• [Exercise instructions]:
a. Rewrite the stretch of the Hennessy Advisors articles of incorporation from "They are the" through "is Hennessy Advisors, Inc.", switching "President" to "Chief Executive Officer".
b. Carry on the Hennessy Advisors articles of incorporation from the point where they stop.

• [Given passage]:
....................

HENNESSY ADVISORS, INC.
 

 
The undersigned certify that:
 
1.
They are the President and Secretary, respectively, of Hennessy Advisors, Inc., a California corporation.
 
2.
The Articles of Incorporation of this corporation are amended and restated to read as follows:
 
ARTICLE I
 
The name of the corporation is Hennessy Advisors, Inc.
 
ARTICLE II
 
The purpose of this corporation is to engage in any lawful act or activity for which a corporation may be organized under the California Corporations Code, other than the banking business, the trust company business or the practice of a profession permitted to be incorporated by the California Corporations Code.
 
ARTICLE III
 
a. The total number of shares of stock which this corporation shall have authority to issue is thirty million (30,000,000), consisting of twenty‑two million five hundred thousand (22,500,000) shares of Common Stock and seven million five hundred thousand (7,500,000) shares of Preferred Stock.
 
b. The Board of Directors is hereby empowered, by resolution or resolutions adopted from time to time, to authorize the issuance of one or more series of Preferred Stock, to fix the number of shares of any series of Preferred Stock, and to determine the designation of any such series of Preferred Stock. The Board of Directors is also authorized to determine or alter the rights, preferences, privileges, and restrictions granted to or imposed upon any wholly unissued series of Preferred Stock and, within the limits and restrictions stated in any resolution or resolutions of the Board of Directors originally fixing the number of shares constituting any series, to increase or decrease (but not below the number of shares of such series then outstanding) the number of shares of any such series subsequent to the issuance of shares of that series.

....................

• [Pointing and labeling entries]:
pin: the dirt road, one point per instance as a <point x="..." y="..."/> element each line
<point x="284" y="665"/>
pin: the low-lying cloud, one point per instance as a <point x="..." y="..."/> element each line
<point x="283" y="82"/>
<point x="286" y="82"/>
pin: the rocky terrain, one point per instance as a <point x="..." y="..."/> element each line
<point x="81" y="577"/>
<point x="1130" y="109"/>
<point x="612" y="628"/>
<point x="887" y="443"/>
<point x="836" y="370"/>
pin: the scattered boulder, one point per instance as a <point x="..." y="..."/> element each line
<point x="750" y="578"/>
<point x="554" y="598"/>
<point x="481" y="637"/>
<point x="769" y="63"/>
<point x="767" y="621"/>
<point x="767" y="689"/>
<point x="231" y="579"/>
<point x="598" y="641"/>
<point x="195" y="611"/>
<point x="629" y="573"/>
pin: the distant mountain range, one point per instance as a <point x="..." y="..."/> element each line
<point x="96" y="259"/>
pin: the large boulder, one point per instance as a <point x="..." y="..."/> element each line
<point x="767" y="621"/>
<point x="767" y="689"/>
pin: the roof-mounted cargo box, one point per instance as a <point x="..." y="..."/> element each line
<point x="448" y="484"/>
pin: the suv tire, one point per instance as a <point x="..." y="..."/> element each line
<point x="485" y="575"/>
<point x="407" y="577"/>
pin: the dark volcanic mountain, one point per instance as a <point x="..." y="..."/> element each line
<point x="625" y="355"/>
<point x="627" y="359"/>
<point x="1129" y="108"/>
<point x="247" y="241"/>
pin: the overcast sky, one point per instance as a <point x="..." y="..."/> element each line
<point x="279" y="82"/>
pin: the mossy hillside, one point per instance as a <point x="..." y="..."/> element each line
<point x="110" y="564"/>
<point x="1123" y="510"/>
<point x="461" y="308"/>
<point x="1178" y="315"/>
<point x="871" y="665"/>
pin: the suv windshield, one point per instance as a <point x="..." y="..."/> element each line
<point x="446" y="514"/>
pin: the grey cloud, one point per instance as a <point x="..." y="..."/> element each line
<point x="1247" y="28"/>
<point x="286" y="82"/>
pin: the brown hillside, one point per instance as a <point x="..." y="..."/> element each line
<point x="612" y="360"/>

....................

• [Final results]:
a.
They are the Chief Executive Officer and Secretary, respectively, of Hennessy Advisors, Inc., a California corporation.
 
2.
The Articles of Incorporation of this corporation are amended and restated to read as follows:
 
ARTICLE I
 
The name of the corporation is Hennessy Advisors, Inc.

b.
 


 

 
ARTICLE IV
 
The liability of the directors of the Corporation for monetary damages shall be eliminated to the fullest extent permissible under California law.
 
ARTICLE V
 
This corporation is authorized to indemnify the agents (as defined in Section 317 of the California Corporations Code) of the Corporation to the fullest extent permissible under California law. Any amendment, repeal or modification of any provision of this Article V shall not adversely affect the right or protection of an agent of this corporation existing at the time of such amendment, repeal or modification.
 
3.
The foregoing Amended and Restated Articles of Incorporation has been duly approved by the Board of Directors of this corporation.  Pursuant to Section 902(c) of the California Corporations Code, the amendment effecting only a stock split (including an increase in the authorized number of shares in proportion thereto) that is reflected in the foregoing Amended and Restated Articles of Incorporation may be adopted with approval by the Board of Directors alone.
 
4.
We further declare under penalty of perjury under the laws of the State of California that the matters set forth in this certificate are true and correct of our own knowledge.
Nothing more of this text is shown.